>> start Available records
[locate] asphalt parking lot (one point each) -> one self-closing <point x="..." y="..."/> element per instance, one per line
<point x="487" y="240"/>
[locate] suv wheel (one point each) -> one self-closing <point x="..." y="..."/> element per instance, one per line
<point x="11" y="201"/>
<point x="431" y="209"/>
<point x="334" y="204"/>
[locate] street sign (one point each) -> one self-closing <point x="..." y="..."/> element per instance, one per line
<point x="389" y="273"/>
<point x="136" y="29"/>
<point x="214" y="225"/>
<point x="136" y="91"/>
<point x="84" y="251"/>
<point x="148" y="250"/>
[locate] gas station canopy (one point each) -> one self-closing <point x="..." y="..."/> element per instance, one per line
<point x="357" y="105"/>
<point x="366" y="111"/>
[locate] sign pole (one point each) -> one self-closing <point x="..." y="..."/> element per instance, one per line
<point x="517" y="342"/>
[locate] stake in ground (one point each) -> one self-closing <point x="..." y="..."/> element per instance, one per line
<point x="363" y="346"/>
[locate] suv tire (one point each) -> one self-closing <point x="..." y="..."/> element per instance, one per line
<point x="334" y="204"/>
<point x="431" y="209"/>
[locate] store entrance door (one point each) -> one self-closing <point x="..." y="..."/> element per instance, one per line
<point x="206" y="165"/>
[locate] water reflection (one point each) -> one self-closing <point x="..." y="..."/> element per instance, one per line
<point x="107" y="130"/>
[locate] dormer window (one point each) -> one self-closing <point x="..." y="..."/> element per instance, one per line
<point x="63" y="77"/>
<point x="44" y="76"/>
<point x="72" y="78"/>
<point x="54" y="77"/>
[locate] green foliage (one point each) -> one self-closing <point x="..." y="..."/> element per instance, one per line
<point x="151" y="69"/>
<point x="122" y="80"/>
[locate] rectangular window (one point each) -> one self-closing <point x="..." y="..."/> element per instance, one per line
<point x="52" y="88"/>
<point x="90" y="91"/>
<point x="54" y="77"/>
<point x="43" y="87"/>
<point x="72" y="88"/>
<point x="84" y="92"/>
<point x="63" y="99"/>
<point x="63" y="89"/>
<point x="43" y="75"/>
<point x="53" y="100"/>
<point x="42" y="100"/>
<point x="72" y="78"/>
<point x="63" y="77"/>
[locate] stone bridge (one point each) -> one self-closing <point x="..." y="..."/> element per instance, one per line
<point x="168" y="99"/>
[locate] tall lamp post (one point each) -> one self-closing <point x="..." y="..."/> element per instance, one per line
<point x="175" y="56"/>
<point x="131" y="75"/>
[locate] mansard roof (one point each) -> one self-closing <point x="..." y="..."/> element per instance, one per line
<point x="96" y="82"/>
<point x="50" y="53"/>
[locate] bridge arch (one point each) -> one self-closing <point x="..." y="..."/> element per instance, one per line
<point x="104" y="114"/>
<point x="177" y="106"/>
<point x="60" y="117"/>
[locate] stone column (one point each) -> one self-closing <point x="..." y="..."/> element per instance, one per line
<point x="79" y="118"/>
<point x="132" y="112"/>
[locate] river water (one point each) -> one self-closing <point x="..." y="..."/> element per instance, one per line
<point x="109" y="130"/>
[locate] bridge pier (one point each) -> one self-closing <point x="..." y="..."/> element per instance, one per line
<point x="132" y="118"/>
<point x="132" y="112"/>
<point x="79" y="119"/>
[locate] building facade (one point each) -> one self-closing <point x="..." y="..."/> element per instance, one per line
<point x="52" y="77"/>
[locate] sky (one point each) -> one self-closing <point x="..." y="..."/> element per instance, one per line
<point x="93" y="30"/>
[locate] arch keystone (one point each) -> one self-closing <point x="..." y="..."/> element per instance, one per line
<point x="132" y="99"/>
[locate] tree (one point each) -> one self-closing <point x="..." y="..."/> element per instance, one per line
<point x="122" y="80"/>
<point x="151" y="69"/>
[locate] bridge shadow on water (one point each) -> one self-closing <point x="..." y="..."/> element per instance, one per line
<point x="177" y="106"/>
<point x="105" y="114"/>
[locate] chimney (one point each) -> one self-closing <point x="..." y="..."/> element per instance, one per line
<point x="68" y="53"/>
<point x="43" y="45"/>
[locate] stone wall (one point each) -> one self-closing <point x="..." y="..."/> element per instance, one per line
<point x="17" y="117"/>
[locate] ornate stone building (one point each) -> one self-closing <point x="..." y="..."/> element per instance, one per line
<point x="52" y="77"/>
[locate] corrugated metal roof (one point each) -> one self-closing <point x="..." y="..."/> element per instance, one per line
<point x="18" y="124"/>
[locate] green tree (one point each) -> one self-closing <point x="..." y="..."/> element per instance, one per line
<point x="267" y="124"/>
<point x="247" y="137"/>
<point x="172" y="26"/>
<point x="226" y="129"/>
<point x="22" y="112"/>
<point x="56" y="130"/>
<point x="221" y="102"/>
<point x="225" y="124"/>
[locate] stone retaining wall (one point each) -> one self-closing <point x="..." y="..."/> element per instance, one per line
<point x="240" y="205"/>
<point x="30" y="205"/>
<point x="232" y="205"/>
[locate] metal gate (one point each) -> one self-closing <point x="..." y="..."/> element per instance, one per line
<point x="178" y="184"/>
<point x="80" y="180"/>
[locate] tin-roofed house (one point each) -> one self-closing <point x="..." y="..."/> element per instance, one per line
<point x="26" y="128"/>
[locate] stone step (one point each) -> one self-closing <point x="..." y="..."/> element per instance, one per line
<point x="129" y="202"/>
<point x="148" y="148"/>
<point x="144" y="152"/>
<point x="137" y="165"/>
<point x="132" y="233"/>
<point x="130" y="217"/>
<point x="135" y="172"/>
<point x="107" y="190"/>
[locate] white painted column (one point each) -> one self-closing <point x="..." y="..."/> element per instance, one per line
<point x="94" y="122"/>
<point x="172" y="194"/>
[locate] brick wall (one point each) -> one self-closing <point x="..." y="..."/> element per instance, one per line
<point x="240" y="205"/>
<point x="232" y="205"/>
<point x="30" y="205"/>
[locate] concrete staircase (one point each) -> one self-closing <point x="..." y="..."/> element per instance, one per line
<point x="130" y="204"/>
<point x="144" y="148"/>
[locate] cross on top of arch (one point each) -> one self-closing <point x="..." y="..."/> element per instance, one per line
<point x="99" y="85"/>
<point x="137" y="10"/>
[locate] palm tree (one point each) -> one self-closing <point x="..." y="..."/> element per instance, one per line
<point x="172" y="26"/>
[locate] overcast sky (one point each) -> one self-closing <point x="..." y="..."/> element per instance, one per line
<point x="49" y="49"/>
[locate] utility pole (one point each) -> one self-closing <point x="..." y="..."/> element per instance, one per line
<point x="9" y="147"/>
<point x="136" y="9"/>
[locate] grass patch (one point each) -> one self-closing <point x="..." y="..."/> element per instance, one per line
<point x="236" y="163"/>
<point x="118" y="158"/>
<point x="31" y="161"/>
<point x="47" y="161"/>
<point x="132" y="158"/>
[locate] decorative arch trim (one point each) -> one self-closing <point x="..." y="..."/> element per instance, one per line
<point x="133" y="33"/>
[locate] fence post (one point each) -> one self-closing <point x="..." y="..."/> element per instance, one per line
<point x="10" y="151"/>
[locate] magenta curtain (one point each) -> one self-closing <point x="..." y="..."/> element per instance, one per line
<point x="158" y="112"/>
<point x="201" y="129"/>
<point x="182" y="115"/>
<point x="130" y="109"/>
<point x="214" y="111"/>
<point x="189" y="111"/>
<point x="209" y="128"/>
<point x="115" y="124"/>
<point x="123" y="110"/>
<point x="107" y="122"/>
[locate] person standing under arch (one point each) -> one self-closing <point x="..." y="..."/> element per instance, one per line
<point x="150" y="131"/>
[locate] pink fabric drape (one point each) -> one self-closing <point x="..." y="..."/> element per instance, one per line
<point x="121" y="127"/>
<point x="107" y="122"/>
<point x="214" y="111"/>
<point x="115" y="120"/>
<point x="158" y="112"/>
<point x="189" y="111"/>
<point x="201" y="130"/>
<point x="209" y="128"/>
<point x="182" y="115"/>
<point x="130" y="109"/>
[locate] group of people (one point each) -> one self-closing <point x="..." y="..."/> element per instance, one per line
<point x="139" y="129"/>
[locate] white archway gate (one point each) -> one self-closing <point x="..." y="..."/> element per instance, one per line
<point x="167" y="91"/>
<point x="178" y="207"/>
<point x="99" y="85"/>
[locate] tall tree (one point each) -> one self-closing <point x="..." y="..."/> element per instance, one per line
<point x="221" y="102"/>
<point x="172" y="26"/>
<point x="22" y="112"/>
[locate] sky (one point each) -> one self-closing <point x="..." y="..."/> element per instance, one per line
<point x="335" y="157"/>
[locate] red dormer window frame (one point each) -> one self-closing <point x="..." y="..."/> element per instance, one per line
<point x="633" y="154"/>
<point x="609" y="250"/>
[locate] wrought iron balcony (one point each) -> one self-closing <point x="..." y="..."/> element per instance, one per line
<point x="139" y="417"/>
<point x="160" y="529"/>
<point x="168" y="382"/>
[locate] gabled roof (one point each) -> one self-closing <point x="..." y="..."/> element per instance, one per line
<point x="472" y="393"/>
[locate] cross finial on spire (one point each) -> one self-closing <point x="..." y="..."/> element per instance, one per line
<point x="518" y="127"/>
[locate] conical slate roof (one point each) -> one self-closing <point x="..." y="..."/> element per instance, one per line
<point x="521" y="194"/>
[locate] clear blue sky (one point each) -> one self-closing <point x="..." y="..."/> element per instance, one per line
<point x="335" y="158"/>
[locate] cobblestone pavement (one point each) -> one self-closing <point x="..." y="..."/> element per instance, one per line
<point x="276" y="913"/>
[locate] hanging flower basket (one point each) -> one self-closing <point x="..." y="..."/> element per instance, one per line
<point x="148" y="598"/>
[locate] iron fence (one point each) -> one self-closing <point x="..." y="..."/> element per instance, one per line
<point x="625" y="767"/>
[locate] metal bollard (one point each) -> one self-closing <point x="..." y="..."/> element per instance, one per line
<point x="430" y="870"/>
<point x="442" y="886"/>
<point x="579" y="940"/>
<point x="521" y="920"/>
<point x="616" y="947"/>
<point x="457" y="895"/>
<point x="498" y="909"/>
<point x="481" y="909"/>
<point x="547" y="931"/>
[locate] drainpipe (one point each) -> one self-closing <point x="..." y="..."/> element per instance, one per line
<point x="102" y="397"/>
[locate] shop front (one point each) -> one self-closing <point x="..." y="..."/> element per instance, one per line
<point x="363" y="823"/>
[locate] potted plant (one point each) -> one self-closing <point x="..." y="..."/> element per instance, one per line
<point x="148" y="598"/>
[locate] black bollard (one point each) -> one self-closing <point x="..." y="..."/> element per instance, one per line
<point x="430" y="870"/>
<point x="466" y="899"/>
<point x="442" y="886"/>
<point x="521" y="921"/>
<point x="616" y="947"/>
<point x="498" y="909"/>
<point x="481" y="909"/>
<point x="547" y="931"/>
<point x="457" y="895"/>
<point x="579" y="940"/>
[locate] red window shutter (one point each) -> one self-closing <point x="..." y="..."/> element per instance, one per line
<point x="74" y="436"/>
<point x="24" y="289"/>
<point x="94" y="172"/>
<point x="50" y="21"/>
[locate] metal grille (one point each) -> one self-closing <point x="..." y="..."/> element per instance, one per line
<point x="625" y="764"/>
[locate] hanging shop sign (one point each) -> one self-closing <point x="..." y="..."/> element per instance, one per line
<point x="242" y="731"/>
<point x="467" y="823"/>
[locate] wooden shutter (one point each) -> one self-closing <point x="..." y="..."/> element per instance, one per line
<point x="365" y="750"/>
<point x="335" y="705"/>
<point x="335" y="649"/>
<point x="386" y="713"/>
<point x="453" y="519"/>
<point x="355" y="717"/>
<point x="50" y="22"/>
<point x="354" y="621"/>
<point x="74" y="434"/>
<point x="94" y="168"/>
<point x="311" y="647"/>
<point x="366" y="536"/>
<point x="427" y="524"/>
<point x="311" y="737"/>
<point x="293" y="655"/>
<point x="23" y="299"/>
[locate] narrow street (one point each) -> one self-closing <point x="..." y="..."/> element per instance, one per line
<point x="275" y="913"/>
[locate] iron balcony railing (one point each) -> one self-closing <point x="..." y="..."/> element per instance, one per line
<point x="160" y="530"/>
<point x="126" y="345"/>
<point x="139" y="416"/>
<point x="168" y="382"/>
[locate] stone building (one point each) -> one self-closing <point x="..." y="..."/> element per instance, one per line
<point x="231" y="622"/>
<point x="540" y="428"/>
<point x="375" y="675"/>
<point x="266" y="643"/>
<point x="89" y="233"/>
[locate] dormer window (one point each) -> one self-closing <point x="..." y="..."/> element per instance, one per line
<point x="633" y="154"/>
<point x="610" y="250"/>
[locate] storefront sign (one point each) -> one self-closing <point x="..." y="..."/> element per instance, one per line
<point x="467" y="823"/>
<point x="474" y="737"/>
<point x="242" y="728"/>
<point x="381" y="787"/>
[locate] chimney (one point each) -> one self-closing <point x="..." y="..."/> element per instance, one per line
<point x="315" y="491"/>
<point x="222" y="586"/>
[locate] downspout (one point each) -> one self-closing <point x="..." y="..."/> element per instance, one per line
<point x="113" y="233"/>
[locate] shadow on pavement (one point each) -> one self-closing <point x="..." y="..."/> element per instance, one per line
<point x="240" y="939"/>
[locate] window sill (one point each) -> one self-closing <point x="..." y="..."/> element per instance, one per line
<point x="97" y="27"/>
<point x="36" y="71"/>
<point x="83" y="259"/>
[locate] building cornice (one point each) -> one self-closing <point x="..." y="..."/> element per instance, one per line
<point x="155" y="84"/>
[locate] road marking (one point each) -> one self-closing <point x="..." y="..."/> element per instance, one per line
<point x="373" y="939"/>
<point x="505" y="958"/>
>> end Available records
Give back exactly the lines beginning at the one with "[locate] storefront sign" and ending at the final line of the material; both boundary lines belong in it.

▶ [Exercise result]
[locate] storefront sign (one point each) -> one self-closing <point x="..." y="..."/> element per instance, one per line
<point x="467" y="823"/>
<point x="474" y="737"/>
<point x="242" y="728"/>
<point x="381" y="787"/>
[locate] chimney (one point each) -> one self-closing <point x="..." y="..."/> element per instance, one per line
<point x="315" y="491"/>
<point x="222" y="586"/>
[locate] downspout (one point each) -> one self-closing <point x="..." y="..."/> element per instance, one per line
<point x="113" y="233"/>
[locate] shadow on pavement (one point each) -> one self-closing <point x="..." y="..."/> element per instance, one per line
<point x="240" y="939"/>
[locate] window sill (one point each) -> one self-closing <point x="..." y="..."/> element per instance, one per line
<point x="97" y="27"/>
<point x="36" y="71"/>
<point x="83" y="259"/>
[locate] building cornice (one point each) -> one self-closing <point x="..." y="..."/> element per instance, one per line
<point x="155" y="84"/>
[locate] road marking (one point each) -> one self-closing <point x="..." y="..."/> element per instance, one per line
<point x="373" y="939"/>
<point x="505" y="958"/>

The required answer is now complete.